▶ WHAT THE EXERCISE ASKS
Please recast the lines below as a numbered list, leaving out any blank lines.

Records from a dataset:

<<<<

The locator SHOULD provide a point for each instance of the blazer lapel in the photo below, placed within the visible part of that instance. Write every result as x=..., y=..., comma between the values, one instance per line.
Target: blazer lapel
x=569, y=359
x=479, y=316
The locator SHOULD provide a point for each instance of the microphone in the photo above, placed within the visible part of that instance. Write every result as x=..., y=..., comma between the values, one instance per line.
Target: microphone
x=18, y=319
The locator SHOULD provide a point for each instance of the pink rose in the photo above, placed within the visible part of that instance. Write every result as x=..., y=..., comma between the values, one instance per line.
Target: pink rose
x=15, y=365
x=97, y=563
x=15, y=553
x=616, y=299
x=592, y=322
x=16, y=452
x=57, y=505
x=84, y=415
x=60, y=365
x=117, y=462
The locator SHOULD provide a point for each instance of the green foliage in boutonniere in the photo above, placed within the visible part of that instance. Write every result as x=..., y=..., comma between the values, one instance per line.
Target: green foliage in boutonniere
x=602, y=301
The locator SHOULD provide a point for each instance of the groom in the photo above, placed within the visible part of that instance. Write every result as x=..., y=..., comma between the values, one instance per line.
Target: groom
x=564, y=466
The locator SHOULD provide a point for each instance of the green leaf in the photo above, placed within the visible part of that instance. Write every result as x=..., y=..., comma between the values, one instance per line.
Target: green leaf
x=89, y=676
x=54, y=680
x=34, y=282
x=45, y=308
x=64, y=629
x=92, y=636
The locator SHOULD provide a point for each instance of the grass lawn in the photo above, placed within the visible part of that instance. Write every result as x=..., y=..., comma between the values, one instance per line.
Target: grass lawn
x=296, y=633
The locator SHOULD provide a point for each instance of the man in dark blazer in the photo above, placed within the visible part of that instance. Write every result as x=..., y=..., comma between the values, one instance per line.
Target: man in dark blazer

>>>>

▶ OUTPUT
1. The locator SHOULD provide a point for each instance of the blazer lapel in the photo below, placed within the visible part of that instance. Write every result as x=..., y=..., comma between the values, one instance per line.
2. Target: blazer lapel
3. x=569, y=359
4. x=479, y=316
5. The locator SHOULD provide a point for each instance of the microphone in the photo above, placed within the visible part of that instance. Write every result as x=..., y=..., comma between the values, one instance per line.
6. Target: microphone
7. x=18, y=319
8. The locator SHOULD provide a point for each instance of the pink rose in the photo above, placed within the visible part of that instance. Write every result as x=..., y=..., comma between the values, one instance per line.
9. Target: pink rose
10. x=15, y=365
11. x=97, y=563
12. x=15, y=553
13. x=616, y=299
14. x=592, y=322
15. x=16, y=452
16. x=57, y=505
17. x=84, y=415
18. x=60, y=365
19. x=117, y=462
20. The locator SHOULD provide a point for each instance of the green foliage in boutonniere in the photo above, placed within the visible part of that instance. Write every result as x=..., y=..., comma between the values, one instance per line.
21. Target: green foliage in boutonniere
22. x=602, y=301
23. The locator SHOULD provide a point for each instance of the groom in the photo above, placed within the visible part of that instance. Write every result as x=..., y=..., comma between the values, one instance per line.
24. Target: groom
25. x=564, y=466
26. The locator SHOULD provide a point for each instance of the green leaf in the photo above, placed within the visible part of that instance. Write every result as x=..., y=..., comma between the values, one instance per line.
27. Target: green leaf
28. x=89, y=676
29. x=54, y=680
30. x=34, y=282
31. x=45, y=308
32. x=64, y=629
33. x=92, y=636
34. The locator SHOULD provide a point for each instance of the grass lawn in the photo above, placed within the visible part of that instance. Write every result as x=..., y=..., comma between the values, one instance per line.
35. Target: grass lawn
36. x=296, y=633
37. The locator SHOULD provide a point for each instance of the man in dark blazer in the photo above, placed within the visible part of that instance. Write every result as x=..., y=..., comma between the values, one instance per line.
38. Target: man in dark blazer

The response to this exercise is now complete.